• Task goal:
Reproduce verbatim the lines from the one containing "Reviewer note: confirm that every instance of the seated woman" through the final line below, including both of those lines.

• Input material:
○ ○ ○ ○ ○ ○ ○

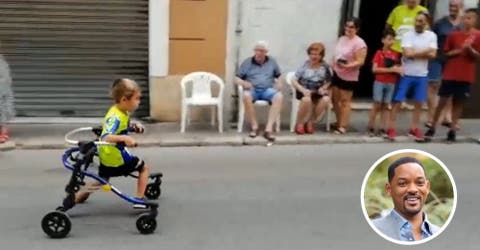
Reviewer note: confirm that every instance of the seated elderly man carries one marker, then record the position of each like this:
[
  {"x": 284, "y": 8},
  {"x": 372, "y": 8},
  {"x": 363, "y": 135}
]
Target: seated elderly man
[{"x": 258, "y": 75}]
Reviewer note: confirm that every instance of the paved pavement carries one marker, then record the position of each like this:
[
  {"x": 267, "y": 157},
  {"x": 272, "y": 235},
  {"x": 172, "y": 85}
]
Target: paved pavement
[
  {"x": 50, "y": 135},
  {"x": 227, "y": 198}
]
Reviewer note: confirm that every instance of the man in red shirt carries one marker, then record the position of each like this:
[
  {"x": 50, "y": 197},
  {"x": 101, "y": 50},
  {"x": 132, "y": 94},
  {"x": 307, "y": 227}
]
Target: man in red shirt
[
  {"x": 387, "y": 69},
  {"x": 462, "y": 52}
]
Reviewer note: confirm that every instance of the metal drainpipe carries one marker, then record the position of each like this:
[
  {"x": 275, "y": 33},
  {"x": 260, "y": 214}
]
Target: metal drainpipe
[{"x": 238, "y": 35}]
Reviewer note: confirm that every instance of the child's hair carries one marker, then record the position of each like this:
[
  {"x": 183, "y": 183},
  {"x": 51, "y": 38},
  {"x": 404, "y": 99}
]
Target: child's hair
[
  {"x": 472, "y": 10},
  {"x": 123, "y": 88},
  {"x": 388, "y": 32},
  {"x": 317, "y": 47}
]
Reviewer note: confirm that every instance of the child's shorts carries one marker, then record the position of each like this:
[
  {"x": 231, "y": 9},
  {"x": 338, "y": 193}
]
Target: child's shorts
[
  {"x": 383, "y": 92},
  {"x": 135, "y": 165},
  {"x": 418, "y": 84},
  {"x": 7, "y": 110}
]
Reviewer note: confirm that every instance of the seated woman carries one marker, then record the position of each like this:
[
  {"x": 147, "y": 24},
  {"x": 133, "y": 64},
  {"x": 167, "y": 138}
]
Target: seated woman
[{"x": 311, "y": 82}]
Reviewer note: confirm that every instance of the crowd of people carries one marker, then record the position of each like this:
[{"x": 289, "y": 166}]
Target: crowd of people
[{"x": 419, "y": 60}]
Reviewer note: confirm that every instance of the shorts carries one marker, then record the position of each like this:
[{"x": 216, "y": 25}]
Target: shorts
[
  {"x": 419, "y": 84},
  {"x": 7, "y": 109},
  {"x": 383, "y": 92},
  {"x": 343, "y": 84},
  {"x": 135, "y": 165},
  {"x": 456, "y": 89},
  {"x": 434, "y": 72},
  {"x": 263, "y": 94},
  {"x": 315, "y": 96}
]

○ ○ ○ ○ ○ ○ ○

• Answer to this problem:
Reviewer note: confirm that every instance of the seated woman carries one marker, then record the position of each like this:
[
  {"x": 147, "y": 24},
  {"x": 133, "y": 64},
  {"x": 167, "y": 138}
]
Target: seated woman
[{"x": 311, "y": 82}]
Reviewer note: confirm that every instance of the crowd of people carries one marker, then record the position of each like this:
[{"x": 289, "y": 166}]
Target: crowd of people
[{"x": 419, "y": 60}]
Reviewer note: confirm that every instance of the shorts carries one marker, then record the position of each like this:
[{"x": 216, "y": 25}]
Target: shorts
[
  {"x": 419, "y": 84},
  {"x": 7, "y": 109},
  {"x": 383, "y": 92},
  {"x": 343, "y": 84},
  {"x": 135, "y": 165},
  {"x": 456, "y": 89},
  {"x": 434, "y": 72},
  {"x": 263, "y": 94},
  {"x": 315, "y": 96}
]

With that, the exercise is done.